Segment Open

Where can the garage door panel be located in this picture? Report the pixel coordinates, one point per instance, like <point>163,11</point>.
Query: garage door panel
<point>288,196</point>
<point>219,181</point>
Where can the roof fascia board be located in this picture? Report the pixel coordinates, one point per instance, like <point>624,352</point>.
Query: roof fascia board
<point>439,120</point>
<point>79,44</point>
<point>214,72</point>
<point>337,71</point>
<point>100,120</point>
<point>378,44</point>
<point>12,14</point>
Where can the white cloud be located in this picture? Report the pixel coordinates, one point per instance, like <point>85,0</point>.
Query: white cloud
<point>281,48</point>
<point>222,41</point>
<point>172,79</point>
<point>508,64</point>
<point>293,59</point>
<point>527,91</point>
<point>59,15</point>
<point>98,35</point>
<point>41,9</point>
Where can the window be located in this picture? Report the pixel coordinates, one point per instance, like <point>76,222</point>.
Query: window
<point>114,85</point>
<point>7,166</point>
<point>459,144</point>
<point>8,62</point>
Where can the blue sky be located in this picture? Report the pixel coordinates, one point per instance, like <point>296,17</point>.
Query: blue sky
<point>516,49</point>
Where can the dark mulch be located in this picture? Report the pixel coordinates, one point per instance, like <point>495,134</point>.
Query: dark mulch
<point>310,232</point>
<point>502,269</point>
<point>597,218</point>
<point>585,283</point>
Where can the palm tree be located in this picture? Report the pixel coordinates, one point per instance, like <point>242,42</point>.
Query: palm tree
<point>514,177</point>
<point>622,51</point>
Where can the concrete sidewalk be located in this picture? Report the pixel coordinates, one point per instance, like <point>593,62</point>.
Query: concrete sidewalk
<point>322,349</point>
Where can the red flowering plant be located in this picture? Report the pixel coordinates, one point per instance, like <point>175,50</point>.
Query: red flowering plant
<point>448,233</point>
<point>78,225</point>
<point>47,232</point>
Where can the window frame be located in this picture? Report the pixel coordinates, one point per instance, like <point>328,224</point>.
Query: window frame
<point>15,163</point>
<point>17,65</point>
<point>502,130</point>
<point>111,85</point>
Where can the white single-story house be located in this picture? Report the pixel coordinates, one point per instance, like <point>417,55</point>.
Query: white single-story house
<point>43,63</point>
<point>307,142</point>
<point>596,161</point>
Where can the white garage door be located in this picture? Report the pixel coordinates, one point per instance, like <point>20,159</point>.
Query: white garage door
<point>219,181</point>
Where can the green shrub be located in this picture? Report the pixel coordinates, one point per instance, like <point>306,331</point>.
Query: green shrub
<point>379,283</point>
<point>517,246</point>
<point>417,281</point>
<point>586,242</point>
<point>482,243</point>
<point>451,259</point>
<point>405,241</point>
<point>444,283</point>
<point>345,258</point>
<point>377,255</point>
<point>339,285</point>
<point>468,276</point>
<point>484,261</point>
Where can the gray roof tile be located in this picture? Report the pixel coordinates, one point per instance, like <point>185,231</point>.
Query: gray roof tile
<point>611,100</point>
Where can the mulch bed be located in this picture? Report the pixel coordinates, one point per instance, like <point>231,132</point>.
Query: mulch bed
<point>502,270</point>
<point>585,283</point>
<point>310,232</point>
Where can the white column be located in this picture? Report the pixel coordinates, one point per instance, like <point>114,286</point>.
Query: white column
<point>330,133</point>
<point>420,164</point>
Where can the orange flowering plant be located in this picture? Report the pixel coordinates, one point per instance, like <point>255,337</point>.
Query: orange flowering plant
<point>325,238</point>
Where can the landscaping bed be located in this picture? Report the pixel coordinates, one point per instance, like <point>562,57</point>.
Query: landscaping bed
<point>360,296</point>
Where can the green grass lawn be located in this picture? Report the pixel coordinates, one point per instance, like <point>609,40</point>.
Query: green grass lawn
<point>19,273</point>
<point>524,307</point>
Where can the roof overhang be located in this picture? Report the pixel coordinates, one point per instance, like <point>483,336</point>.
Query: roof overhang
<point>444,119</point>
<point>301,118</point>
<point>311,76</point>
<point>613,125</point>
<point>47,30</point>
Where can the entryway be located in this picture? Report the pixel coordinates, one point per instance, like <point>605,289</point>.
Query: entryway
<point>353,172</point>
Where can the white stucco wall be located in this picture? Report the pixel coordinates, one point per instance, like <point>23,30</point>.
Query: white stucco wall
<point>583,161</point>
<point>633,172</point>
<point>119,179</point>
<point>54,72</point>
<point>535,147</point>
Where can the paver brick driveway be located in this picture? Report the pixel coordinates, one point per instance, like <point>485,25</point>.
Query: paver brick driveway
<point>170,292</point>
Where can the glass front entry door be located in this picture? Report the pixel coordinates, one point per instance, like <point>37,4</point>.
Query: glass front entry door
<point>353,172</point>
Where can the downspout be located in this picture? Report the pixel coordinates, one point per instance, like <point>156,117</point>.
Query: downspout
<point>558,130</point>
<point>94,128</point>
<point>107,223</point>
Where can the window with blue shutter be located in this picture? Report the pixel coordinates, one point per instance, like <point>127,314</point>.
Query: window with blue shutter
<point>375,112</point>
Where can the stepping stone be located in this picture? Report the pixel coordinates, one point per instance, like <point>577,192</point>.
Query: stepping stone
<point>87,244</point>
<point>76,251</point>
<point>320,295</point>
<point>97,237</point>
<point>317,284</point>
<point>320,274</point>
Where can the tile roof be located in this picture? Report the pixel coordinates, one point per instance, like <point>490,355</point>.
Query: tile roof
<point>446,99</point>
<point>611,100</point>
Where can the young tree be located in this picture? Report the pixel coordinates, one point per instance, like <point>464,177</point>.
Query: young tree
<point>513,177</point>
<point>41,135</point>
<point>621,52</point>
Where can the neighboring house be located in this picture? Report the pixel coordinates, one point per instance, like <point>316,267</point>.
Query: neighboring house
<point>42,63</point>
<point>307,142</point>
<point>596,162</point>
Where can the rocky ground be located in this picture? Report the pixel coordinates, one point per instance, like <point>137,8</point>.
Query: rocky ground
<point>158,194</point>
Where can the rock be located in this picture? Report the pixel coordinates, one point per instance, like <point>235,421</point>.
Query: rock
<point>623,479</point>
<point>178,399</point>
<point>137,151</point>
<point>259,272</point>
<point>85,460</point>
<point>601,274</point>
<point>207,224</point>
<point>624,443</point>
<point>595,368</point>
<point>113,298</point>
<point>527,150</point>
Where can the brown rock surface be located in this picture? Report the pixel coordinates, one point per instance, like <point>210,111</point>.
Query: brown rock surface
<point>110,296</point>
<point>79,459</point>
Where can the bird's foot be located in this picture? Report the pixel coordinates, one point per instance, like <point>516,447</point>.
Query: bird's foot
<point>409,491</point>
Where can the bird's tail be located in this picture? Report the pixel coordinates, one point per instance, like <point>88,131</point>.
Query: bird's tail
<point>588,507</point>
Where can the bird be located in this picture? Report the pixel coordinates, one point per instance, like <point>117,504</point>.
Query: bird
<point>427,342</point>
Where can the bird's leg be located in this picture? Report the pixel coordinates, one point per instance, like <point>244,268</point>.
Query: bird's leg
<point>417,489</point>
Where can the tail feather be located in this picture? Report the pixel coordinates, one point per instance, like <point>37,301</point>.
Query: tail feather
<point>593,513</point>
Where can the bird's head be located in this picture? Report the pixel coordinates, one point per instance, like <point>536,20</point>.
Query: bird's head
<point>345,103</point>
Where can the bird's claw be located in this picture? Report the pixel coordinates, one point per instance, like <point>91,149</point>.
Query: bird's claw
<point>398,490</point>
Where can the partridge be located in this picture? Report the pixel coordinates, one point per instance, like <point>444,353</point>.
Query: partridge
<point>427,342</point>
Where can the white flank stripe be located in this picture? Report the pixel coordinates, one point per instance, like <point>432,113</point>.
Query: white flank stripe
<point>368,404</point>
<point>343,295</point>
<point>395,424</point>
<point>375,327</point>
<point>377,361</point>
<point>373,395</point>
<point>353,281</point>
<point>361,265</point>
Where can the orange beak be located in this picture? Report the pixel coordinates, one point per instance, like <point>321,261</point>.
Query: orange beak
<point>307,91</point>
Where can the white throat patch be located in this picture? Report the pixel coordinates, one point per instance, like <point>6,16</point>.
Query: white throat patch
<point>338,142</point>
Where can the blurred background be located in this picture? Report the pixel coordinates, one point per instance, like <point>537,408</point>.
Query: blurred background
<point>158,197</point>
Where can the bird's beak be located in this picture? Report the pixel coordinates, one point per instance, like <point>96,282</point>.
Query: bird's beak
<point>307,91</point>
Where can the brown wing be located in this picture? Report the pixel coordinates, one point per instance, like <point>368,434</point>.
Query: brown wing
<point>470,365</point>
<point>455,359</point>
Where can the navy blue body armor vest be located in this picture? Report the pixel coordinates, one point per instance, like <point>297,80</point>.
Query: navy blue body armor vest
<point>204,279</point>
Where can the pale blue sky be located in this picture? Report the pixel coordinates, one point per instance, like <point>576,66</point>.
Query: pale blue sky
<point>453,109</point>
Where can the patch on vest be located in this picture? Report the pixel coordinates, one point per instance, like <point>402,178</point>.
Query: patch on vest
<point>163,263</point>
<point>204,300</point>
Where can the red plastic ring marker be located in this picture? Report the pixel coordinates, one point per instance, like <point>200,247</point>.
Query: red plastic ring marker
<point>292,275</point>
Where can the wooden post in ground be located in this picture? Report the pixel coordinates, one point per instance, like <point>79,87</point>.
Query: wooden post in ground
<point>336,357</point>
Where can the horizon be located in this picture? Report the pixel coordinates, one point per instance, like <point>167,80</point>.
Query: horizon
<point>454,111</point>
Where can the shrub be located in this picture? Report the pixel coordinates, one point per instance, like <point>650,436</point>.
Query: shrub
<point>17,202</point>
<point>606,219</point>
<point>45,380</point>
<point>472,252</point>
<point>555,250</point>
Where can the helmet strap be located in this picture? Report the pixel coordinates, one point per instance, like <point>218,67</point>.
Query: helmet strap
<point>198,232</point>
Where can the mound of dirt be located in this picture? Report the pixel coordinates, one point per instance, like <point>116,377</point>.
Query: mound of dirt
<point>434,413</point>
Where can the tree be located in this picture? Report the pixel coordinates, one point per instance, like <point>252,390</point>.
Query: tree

Segment Closed

Action item:
Reproduce the entries above exactly, but only the lines between the line holding "Where can the red plastic" and the line holding "Where can the shrub", inclusive.

Written reply:
Where can the red plastic ring marker be located in this picture? Report the pixel coordinates, one point per instance, like <point>200,247</point>.
Query: red plastic ring marker
<point>292,275</point>
Where can the wooden post in ground be located in this picture? Report the pixel coordinates, one point per instance, like <point>79,87</point>.
Query: wooden post in ground
<point>336,357</point>
Where can the horizon be located in this picture? Report the pixel coordinates, one point per instance, like <point>167,80</point>.
Query: horizon
<point>454,111</point>
Where can the shrub be located in this picture? Report the pixel coordinates, one point per instance, like <point>650,436</point>.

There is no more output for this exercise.